AIM OF THE EXERCISE:
Please repeat the lines of the material below word for word, beginning at the line that contains "job: give the outline of every instance of the truck" and continuing through the end of the material.

start EXTRACTED MATERIAL

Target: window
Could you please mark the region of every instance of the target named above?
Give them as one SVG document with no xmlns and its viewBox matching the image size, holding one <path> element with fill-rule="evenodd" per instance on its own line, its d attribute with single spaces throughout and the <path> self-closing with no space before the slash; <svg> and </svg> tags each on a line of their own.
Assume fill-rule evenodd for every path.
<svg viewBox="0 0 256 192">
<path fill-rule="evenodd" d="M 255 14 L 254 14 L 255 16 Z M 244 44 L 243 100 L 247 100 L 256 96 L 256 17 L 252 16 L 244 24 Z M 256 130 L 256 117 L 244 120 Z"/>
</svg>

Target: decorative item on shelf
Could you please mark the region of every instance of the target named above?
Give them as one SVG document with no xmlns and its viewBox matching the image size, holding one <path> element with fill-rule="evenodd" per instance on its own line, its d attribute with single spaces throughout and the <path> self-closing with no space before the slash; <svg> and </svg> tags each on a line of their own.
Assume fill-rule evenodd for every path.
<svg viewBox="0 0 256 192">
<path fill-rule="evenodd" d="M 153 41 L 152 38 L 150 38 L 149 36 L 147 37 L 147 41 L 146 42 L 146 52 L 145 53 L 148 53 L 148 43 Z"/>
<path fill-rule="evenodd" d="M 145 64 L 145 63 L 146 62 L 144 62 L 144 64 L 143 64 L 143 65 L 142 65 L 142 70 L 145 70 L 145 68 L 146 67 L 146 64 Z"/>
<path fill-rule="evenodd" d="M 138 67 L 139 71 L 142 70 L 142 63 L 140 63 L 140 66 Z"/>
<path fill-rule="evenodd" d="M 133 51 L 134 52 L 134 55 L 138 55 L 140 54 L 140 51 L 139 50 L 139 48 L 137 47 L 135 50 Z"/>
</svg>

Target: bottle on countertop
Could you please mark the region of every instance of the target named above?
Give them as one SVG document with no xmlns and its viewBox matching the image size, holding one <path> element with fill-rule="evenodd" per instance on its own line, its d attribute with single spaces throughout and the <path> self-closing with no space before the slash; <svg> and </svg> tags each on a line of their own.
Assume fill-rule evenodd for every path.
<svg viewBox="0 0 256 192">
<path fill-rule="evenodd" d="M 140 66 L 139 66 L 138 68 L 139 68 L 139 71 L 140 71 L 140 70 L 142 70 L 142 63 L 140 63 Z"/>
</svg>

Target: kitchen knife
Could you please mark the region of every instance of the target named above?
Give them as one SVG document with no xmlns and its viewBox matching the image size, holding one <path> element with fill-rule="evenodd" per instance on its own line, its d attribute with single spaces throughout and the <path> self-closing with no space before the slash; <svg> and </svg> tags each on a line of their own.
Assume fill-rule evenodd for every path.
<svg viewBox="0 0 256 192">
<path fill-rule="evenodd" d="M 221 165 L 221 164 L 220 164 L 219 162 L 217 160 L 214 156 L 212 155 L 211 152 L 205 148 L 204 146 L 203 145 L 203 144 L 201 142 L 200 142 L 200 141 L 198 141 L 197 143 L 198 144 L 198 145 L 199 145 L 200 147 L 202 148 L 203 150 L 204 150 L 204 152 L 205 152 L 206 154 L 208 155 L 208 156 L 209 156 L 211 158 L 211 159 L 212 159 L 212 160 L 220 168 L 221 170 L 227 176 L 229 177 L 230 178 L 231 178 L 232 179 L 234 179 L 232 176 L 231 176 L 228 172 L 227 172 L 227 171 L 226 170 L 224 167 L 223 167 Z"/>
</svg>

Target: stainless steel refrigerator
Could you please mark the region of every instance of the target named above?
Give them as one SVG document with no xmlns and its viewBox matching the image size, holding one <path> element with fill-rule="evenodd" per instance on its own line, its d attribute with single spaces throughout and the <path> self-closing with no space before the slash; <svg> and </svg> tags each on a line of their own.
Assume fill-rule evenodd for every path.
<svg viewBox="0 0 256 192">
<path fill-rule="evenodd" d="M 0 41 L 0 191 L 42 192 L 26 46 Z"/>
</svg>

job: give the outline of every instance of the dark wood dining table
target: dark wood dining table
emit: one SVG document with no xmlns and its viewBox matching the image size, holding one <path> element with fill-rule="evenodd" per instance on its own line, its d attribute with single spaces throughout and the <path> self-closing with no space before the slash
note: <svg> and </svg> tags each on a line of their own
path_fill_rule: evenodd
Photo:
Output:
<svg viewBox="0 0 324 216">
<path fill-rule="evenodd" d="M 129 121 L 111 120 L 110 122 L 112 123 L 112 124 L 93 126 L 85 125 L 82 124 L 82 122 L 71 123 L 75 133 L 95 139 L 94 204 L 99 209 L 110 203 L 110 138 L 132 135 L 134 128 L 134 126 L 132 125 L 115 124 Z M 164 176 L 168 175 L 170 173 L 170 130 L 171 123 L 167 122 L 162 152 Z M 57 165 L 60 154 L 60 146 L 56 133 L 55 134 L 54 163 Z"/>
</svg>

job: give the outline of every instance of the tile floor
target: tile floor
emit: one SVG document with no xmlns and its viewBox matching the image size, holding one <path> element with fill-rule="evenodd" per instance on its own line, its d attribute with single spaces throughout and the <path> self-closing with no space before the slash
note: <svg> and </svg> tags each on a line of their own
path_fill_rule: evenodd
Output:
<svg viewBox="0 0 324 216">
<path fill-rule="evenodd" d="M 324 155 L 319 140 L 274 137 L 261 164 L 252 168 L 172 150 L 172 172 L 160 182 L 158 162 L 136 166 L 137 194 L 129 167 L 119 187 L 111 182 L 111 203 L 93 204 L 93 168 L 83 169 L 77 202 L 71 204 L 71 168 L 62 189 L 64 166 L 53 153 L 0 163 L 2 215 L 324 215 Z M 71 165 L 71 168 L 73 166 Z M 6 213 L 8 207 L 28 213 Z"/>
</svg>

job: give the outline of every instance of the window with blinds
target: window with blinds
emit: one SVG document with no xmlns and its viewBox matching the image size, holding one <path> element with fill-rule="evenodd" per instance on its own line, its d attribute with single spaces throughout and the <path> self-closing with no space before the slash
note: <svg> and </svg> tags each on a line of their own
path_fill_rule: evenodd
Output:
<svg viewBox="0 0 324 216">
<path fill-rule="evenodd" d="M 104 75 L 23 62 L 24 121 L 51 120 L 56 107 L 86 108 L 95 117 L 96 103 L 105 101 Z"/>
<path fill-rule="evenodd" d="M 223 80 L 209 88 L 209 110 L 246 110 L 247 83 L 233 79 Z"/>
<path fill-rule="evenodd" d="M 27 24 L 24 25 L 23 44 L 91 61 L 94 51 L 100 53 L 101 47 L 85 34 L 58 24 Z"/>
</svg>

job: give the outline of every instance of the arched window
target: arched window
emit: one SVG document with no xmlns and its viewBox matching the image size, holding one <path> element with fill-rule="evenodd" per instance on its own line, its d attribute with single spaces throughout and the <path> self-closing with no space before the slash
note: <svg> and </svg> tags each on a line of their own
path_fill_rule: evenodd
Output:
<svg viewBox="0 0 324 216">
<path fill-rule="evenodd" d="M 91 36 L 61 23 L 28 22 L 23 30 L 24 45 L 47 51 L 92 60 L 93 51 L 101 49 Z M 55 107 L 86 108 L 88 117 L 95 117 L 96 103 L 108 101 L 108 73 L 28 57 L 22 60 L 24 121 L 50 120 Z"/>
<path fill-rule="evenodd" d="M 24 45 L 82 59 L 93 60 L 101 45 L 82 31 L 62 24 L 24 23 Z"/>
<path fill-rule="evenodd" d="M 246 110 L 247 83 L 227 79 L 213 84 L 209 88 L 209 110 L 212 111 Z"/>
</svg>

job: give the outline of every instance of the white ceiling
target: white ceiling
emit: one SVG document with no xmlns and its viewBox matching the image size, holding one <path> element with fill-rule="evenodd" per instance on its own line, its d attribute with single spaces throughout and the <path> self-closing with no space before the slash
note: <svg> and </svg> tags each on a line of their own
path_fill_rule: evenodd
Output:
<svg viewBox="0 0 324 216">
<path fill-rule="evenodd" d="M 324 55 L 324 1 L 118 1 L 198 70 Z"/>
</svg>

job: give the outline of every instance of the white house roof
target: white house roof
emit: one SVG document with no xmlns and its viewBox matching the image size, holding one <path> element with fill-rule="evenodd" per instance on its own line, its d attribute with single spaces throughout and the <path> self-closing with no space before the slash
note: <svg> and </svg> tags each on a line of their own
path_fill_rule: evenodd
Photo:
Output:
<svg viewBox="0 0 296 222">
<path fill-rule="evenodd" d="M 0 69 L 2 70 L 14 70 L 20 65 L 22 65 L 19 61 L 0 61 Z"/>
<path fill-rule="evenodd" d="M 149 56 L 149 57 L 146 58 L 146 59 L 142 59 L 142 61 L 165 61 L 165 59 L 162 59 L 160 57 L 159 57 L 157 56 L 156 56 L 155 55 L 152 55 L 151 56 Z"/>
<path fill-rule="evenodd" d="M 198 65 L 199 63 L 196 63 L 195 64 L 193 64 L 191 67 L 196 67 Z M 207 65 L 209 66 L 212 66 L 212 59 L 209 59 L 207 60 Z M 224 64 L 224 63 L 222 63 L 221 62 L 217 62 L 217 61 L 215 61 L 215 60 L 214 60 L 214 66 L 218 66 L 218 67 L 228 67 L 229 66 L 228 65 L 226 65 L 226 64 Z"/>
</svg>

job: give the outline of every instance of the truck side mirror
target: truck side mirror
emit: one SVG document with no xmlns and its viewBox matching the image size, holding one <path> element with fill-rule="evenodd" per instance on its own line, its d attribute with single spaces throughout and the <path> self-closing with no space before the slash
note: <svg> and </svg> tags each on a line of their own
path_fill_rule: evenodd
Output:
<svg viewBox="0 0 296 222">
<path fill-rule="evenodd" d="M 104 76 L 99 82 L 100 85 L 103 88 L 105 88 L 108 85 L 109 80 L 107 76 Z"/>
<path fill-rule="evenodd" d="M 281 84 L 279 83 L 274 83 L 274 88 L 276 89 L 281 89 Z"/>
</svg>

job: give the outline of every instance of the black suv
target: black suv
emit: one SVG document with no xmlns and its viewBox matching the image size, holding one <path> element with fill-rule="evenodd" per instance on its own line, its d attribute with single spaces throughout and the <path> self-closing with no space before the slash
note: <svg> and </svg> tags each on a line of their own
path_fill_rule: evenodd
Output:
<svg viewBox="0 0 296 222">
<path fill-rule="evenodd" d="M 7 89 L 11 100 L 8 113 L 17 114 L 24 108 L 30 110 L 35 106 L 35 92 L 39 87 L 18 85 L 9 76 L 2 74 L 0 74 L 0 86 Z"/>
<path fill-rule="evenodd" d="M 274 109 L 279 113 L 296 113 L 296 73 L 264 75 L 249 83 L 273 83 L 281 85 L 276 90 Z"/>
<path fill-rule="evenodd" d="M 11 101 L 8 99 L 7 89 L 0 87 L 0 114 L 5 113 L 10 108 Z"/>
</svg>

end EXTRACTED MATERIAL

FULL SOLUTION:
job: give the outline of every instance of the truck side mirror
target: truck side mirror
emit: one SVG document with no xmlns and its viewBox matching the image size, holding one <path> element with fill-rule="evenodd" per instance on its own line, its d attribute with single spaces throughout and the <path> self-closing with no space before the slash
note: <svg> and </svg> tags each on a line of their own
path_fill_rule: evenodd
Output:
<svg viewBox="0 0 296 222">
<path fill-rule="evenodd" d="M 104 76 L 99 82 L 100 85 L 103 88 L 105 88 L 108 85 L 109 80 L 107 76 Z"/>
<path fill-rule="evenodd" d="M 281 84 L 279 83 L 274 83 L 274 88 L 276 89 L 281 89 Z"/>
</svg>

job: give the outline of every instance of the black suv
target: black suv
emit: one SVG document with no xmlns and its viewBox matching the image size, holding one <path> element with fill-rule="evenodd" per instance on its own line, its d attribute with single spaces throughout and the <path> self-closing with no space before the slash
note: <svg> and </svg> tags each on a line of their own
path_fill_rule: evenodd
Output:
<svg viewBox="0 0 296 222">
<path fill-rule="evenodd" d="M 7 89 L 11 100 L 8 113 L 17 114 L 24 108 L 30 110 L 35 106 L 35 92 L 39 87 L 18 85 L 9 76 L 2 74 L 0 74 L 0 86 Z"/>
<path fill-rule="evenodd" d="M 274 109 L 279 113 L 296 113 L 296 73 L 264 75 L 249 83 L 273 83 L 281 85 L 276 90 Z"/>
<path fill-rule="evenodd" d="M 11 101 L 8 99 L 7 89 L 0 87 L 0 114 L 5 113 L 10 108 Z"/>
</svg>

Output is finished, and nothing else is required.